Records from a segmentation dataset:
+===+

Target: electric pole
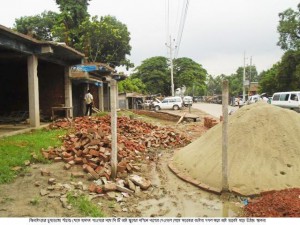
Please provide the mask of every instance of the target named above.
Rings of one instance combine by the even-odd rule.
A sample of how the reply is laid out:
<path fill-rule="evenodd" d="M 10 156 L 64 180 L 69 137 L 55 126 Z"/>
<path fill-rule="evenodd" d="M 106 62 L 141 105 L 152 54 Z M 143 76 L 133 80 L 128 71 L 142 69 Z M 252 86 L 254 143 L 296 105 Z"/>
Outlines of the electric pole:
<path fill-rule="evenodd" d="M 244 52 L 244 72 L 243 72 L 243 103 L 245 103 L 246 99 L 245 99 L 245 79 L 246 79 L 246 53 Z"/>

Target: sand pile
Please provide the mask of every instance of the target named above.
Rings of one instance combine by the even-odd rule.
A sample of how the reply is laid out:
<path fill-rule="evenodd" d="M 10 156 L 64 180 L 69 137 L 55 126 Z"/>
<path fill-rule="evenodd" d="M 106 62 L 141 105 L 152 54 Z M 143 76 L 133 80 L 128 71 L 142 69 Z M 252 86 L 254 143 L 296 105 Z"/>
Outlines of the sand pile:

+===+

- _DIRECTIONS FOR THIS TASK_: Write every line of the records above as a JSON list of strings, one string per line. Skip the blank lines and leave the pictures out.

- _PROBLEM SOLUTION_:
[
  "Target: electric pole",
  "Please provide the mask of every instance of the target named above.",
  "Rings of one instance combine by the even-odd rule.",
  "A sample of how the reply is laid out:",
  "<path fill-rule=\"evenodd\" d=\"M 10 156 L 64 180 L 69 137 L 55 126 Z\"/>",
  "<path fill-rule=\"evenodd\" d=\"M 106 62 L 141 105 L 152 54 Z M 143 76 L 133 80 L 128 71 L 142 69 Z M 252 86 L 254 143 L 296 105 Z\"/>",
  "Outlines of the electric pole:",
  "<path fill-rule=\"evenodd\" d=\"M 244 52 L 244 72 L 243 72 L 243 103 L 245 103 L 246 99 L 245 99 L 245 79 L 246 79 L 246 53 Z\"/>",
  "Target: sand pile",
  "Please provide the mask of every instance of the target named above.",
  "Rings of one instance combine by the even-odd rule.",
  "A sample of how the reply is laid out:",
  "<path fill-rule=\"evenodd\" d=\"M 10 156 L 64 180 L 69 137 L 55 126 Z\"/>",
  "<path fill-rule=\"evenodd\" d=\"M 106 62 L 141 105 L 152 54 Z M 143 76 L 133 80 L 128 71 L 142 69 Z M 252 86 L 254 143 L 296 105 Z\"/>",
  "Outlines of the sand pile:"
]